**What to produce**
Rewrite the data from the beginning through the line containing "[[114, 257]]", inclusive, with every "antenna" changed to "aerial" and nothing else altered.

**Data to process**
########################################
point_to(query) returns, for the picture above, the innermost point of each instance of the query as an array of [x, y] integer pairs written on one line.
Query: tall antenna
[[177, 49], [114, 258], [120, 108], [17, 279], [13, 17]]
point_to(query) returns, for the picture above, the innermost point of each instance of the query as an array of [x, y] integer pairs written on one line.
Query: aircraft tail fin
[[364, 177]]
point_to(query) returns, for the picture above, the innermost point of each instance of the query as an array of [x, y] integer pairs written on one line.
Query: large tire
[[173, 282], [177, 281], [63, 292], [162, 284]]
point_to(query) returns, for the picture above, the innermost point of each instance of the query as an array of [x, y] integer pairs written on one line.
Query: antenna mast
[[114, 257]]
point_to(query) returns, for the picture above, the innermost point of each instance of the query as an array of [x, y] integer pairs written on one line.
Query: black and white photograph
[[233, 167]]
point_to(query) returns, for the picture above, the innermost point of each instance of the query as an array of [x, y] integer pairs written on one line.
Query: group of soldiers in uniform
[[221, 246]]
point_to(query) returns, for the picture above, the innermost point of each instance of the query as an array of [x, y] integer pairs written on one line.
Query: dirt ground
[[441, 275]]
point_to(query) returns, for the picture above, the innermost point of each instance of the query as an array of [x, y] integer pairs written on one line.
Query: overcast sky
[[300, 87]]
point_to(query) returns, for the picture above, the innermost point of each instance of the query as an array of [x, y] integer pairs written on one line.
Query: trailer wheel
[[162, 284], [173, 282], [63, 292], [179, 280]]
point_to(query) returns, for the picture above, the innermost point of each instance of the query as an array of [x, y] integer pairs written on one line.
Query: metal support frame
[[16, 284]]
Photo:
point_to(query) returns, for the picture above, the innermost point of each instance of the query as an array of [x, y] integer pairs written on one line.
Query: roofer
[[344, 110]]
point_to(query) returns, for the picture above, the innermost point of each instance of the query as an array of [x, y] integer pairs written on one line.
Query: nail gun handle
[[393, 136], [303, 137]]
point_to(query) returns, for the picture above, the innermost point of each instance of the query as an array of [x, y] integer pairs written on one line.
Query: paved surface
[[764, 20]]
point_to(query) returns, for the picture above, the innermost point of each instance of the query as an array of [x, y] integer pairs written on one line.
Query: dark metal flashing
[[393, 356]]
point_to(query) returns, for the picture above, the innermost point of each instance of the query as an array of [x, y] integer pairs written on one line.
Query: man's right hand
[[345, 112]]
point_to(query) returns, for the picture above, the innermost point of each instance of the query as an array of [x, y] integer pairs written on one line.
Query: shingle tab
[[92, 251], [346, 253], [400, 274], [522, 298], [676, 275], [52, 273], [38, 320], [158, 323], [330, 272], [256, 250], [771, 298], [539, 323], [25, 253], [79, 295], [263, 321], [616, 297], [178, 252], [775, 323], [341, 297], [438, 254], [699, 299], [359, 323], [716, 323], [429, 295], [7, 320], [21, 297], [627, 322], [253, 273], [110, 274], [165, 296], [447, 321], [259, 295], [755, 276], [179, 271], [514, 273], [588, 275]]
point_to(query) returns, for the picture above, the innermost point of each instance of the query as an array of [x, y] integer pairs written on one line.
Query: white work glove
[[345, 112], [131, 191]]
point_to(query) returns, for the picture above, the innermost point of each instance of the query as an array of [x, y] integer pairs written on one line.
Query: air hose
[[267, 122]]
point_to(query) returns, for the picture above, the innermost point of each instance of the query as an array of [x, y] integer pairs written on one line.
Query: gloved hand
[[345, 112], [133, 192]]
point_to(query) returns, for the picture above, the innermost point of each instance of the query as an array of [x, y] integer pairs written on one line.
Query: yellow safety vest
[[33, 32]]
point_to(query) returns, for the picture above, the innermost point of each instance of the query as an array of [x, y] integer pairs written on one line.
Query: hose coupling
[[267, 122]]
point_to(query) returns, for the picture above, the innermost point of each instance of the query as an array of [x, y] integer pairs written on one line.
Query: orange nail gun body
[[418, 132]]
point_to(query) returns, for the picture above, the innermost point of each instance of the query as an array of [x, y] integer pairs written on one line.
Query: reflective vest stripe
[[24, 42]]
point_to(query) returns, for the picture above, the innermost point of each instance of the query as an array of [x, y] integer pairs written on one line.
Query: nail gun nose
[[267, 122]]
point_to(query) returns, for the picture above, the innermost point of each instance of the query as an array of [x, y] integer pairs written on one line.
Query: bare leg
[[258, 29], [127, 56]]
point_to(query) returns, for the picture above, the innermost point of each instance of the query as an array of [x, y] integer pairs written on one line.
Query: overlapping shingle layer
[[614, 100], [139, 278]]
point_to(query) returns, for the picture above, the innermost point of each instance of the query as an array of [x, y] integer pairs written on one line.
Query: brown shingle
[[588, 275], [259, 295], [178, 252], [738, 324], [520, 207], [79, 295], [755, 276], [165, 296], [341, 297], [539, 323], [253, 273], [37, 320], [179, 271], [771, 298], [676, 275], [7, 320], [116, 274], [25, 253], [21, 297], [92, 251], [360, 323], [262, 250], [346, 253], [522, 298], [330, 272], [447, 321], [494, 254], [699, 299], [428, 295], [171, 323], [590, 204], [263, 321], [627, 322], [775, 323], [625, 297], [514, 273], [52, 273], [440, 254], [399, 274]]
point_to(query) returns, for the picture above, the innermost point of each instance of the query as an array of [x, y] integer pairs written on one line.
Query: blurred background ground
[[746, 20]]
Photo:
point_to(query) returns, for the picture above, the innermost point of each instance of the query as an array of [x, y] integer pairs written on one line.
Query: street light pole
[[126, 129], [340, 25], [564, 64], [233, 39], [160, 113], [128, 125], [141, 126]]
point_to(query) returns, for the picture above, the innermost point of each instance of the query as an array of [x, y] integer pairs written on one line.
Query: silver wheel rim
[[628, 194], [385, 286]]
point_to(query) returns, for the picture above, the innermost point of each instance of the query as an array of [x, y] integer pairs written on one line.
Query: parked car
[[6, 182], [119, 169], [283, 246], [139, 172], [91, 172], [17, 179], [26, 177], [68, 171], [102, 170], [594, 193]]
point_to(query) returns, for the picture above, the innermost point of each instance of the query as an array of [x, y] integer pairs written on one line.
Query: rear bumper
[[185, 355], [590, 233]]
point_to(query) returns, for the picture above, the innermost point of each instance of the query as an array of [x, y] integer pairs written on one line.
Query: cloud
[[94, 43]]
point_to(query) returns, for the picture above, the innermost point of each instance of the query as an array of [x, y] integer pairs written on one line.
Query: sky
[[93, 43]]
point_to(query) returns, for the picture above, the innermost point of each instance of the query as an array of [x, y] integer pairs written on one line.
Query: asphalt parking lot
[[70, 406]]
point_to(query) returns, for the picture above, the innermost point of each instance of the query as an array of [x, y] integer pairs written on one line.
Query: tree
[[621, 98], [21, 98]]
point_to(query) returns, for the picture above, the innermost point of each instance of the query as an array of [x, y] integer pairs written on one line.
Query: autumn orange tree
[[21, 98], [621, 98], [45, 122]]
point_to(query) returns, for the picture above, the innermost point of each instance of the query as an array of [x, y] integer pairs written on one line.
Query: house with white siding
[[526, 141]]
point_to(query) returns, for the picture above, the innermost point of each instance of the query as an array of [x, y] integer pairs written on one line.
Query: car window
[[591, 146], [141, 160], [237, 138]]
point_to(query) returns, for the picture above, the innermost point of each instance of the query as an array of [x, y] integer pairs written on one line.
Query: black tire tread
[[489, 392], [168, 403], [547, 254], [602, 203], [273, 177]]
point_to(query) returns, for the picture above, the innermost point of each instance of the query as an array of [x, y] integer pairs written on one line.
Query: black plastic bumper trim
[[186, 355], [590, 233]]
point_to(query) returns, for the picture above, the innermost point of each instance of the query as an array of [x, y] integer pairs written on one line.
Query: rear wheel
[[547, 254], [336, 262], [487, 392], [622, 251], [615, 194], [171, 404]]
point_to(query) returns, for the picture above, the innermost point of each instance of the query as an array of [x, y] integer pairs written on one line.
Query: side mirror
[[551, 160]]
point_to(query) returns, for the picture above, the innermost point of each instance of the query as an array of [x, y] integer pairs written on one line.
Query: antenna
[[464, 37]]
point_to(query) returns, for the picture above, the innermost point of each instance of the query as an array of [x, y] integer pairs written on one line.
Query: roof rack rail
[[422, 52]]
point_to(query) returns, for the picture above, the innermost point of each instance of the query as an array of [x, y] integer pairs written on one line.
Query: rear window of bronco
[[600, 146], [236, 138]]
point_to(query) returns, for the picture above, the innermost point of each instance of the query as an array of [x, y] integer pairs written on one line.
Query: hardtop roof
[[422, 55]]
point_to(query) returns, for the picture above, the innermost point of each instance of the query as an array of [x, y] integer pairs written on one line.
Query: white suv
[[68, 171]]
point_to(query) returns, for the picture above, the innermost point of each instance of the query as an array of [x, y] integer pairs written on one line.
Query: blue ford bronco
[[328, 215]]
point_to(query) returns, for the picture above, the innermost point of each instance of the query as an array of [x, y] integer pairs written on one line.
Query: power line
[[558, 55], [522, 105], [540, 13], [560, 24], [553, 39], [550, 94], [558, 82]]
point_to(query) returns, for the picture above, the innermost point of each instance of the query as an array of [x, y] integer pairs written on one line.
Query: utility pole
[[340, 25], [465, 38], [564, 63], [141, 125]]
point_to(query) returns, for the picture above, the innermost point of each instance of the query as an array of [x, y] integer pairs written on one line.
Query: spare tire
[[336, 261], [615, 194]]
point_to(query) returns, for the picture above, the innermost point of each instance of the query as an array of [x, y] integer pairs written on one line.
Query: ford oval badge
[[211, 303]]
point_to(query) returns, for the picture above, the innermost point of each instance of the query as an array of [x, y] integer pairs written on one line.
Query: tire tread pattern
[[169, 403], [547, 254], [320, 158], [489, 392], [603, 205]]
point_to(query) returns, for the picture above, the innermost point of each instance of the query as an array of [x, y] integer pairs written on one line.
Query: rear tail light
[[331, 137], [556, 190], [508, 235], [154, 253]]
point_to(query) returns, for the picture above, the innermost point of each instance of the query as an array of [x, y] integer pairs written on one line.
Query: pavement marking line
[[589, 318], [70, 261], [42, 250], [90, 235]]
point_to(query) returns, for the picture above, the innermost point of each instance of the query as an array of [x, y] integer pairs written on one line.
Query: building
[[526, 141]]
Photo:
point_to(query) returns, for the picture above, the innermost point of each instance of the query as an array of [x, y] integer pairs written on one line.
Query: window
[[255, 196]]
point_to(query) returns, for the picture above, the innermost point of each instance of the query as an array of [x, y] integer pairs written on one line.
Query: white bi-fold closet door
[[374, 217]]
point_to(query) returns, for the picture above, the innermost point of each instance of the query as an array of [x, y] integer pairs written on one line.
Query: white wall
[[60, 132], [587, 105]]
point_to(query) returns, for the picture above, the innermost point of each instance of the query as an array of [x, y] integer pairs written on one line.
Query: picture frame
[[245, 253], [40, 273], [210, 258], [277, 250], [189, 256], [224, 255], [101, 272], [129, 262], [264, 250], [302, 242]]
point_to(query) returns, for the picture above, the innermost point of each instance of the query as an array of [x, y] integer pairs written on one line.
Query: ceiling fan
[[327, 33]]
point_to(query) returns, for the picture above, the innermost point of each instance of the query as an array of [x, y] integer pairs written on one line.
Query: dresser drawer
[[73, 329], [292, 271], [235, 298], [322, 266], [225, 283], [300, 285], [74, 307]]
########################################
**Result of the exercise**
point_to(query) returns, for the picture above, the innermost point of each instance of the query as an array of [x, y] integer pairs written on one line.
Query: tall aerial
[[177, 49], [114, 258], [120, 108], [17, 279], [13, 17]]
point_to(query) returns, for the picture above, the innermost point of each instance of the query as an array of [x, y] integer pairs written on one line.
Query: aircraft tail fin
[[364, 177]]
point_to(query) returns, for the picture above, the innermost point of each instance of the query as an array of [x, y] integer pairs written on one line.
Query: large tire
[[173, 282], [177, 281], [63, 292], [162, 284]]
point_to(query) returns, for the picture above, the innermost point of each instance of the query as an array of [x, y] integer pairs written on one line.
Query: aerial mast
[[114, 257]]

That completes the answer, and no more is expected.